GIVEN INSTRUCTION: Copy out the rugby league excerpt below word for word, in full.

+++ PAGE EXCERPT

It also stops the same old faces reaching the final as the prospect of big teams drawing each other early doors allows smaller clubs to sneak through and have a day in the sun at the semi or even the final.

Again, for that to work we would need the marketing team to make sure that the Challenge Cup Final is pushed and promoted and is sold as the go-to event.

Otherwise we start with the negative of “the RFL will be terrified if so-and-so get to Wembley…”

As part of that Wembley needs to become the rugby league day out again – and to encourage that scrap Magic and divert all those weekend away followers to the games oldest competition final.

Fourth, bring in another round-robin cup competition, across the divisions and offer it to Channel 4, BBC or ITV. It could replace the loop fixtures that are universally unpopular, skew the league table but exist purely to give clubs extra income.

Those round robin home games could go on the season ticket. The final could be a showpiece event like the old John Player Trophy final.

Rugby league has been going a long time now, and yes it is treading water and faces challenges from a number of sporting areas and plenty of economic and social change ones too.

It does need to evolve, like the first Devil’s Advocate argued, but not by side-lining and dismissing those areas that have been its backbone.

We have two more Devil's Advocates in the state of the game series and then we will ask fans to vote on which option they prefer.

++++++
+++ DATA LISTING

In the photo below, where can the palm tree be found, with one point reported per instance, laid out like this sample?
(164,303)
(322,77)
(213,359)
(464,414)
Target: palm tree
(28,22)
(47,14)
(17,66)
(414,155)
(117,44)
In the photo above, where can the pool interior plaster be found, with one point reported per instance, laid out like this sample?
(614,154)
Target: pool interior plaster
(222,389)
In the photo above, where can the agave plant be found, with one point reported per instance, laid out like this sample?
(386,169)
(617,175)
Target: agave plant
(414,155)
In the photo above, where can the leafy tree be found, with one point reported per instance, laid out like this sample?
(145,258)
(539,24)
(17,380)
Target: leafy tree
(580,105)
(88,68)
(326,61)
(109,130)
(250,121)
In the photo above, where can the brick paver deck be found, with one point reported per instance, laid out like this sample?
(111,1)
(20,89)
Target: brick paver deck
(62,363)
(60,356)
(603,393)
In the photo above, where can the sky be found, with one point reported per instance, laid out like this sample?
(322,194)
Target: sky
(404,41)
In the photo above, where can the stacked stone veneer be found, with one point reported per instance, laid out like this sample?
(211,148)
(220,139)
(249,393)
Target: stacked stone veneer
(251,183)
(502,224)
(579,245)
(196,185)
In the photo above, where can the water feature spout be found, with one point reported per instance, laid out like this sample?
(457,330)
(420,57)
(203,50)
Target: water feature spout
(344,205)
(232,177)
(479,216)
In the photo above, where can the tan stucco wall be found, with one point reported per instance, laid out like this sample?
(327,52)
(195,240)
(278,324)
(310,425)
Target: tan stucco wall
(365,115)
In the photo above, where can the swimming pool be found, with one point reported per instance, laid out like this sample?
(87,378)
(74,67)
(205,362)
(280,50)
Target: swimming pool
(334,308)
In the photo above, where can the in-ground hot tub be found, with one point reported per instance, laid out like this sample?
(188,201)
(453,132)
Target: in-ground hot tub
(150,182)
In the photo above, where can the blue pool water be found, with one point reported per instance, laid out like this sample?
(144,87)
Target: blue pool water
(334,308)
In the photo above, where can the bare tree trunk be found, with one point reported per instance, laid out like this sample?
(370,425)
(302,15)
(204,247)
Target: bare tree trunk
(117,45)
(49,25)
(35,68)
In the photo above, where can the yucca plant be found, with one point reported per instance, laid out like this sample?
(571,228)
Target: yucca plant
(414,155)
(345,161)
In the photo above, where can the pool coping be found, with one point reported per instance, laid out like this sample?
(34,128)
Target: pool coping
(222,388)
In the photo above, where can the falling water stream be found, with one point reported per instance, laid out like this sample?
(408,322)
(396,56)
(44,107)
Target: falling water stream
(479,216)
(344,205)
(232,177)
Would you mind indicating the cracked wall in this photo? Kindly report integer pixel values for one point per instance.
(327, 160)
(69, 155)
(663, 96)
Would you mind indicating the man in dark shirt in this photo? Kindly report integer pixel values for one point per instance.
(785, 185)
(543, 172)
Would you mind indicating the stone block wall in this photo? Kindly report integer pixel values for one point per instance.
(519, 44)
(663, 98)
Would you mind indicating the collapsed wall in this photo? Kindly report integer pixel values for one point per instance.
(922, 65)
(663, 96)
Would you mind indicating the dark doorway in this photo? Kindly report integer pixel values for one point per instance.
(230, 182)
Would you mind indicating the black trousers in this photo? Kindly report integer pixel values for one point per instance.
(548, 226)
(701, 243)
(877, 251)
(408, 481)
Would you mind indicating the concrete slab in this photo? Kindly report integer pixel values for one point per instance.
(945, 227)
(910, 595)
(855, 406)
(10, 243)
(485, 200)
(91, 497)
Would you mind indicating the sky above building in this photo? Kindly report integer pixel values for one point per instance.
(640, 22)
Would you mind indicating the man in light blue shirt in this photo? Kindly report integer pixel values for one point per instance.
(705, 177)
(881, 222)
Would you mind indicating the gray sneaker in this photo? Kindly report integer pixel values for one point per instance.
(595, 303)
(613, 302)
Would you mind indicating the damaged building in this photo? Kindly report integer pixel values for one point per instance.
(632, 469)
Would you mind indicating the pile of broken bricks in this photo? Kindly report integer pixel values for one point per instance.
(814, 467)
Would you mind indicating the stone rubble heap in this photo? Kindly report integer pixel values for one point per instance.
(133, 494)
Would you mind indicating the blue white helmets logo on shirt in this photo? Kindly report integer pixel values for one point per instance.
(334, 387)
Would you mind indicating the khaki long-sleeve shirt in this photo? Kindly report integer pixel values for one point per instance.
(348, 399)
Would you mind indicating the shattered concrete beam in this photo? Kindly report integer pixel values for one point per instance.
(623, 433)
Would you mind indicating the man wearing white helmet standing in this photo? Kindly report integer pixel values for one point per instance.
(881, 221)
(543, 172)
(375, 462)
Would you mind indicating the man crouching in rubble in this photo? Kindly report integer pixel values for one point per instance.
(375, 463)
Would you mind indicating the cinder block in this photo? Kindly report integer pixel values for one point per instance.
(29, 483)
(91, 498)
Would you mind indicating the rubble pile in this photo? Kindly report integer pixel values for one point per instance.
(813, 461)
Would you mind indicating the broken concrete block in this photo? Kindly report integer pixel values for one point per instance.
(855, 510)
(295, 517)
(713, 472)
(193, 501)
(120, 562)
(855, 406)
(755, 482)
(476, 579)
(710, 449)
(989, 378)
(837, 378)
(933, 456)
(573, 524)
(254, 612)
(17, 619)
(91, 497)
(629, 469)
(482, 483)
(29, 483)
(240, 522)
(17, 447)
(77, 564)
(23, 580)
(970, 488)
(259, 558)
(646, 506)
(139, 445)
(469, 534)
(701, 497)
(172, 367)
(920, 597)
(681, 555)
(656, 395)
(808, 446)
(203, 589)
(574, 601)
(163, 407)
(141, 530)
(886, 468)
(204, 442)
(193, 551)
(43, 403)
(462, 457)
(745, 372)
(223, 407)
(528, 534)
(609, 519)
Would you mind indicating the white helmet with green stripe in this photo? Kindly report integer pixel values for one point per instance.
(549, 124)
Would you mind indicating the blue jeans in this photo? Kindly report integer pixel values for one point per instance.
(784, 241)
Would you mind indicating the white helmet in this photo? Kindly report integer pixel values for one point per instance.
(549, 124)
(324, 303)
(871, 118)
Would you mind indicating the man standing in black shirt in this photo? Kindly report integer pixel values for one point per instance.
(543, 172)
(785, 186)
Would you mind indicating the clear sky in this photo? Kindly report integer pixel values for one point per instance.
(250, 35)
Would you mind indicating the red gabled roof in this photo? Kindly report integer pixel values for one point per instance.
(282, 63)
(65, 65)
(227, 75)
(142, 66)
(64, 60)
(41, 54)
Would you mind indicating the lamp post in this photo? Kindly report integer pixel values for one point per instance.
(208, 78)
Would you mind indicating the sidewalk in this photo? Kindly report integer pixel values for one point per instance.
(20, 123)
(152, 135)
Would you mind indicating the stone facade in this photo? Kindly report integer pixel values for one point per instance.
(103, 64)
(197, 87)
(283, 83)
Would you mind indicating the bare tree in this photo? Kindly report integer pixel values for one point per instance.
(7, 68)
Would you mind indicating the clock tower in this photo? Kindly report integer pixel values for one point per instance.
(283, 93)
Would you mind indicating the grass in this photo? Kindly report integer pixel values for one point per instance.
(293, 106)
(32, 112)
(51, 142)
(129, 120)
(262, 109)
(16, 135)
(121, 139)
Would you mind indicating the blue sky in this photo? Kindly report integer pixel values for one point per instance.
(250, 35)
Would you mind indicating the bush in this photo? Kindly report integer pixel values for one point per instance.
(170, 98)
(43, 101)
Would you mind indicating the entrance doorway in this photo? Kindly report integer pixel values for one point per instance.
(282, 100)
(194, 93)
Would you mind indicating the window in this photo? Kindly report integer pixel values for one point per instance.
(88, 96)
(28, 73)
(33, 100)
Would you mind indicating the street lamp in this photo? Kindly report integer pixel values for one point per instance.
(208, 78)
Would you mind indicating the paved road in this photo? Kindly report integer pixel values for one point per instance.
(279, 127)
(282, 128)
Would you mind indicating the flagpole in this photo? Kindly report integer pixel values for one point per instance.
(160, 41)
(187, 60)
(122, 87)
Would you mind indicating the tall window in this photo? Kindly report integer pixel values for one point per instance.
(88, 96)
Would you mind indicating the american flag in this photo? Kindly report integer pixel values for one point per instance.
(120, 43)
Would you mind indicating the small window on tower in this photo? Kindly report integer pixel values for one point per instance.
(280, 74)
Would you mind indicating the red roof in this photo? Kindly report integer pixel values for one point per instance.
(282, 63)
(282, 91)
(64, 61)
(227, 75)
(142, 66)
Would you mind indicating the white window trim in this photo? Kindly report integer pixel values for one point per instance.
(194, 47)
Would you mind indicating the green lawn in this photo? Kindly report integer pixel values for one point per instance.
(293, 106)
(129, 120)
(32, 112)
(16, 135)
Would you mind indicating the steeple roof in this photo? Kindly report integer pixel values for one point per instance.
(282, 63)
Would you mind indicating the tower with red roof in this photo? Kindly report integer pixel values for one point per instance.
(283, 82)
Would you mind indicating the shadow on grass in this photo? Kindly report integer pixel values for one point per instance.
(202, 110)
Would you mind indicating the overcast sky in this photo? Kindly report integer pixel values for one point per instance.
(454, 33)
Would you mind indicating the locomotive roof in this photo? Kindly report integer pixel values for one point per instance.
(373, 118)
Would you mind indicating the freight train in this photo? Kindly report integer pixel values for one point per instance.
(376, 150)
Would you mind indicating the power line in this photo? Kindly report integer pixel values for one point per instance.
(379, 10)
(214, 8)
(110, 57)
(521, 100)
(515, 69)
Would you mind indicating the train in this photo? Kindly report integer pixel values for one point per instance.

++++++

ANSWER TO THE TASK:
It also stops the same old faces reaching the final as the prospect of big teams drawing each other early doors allows smaller clubs to sneak through and have a day in the sun at the semi or even the final.

Again, for that to work we would need the marketing team to make sure that the Challenge Cup Final is pushed and promoted and is sold as the go-to event.

Otherwise we start with the negative of “the RFL will be terrified if so-and-so get to Wembley…”

As part of that Wembley needs to become the rugby league day out again – and to encourage that scrap Magic and divert all those weekend away followers to the games oldest competition final.

Fourth, bring in another round-robin cup competition, across the divisions and offer it to Channel 4, BBC or ITV. It could replace the loop fixtures that are universally unpopular, skew the league table but exist purely to give clubs extra income.

Those round robin home games could go on the season ticket. The final could be a showpiece event like the old John Player Trophy final.

Rugby league has been going a long time now, and yes it is treading water and faces challenges from a number of sporting areas and plenty of economic and social change ones too.

It does need to evolve, like the first Devil’s Advocate argued, but not by side-lining and dismissing those areas that have been its backbone.

We have two more Devil's Advocates in the state of the game series and then we will ask fans to vote on which option they prefer.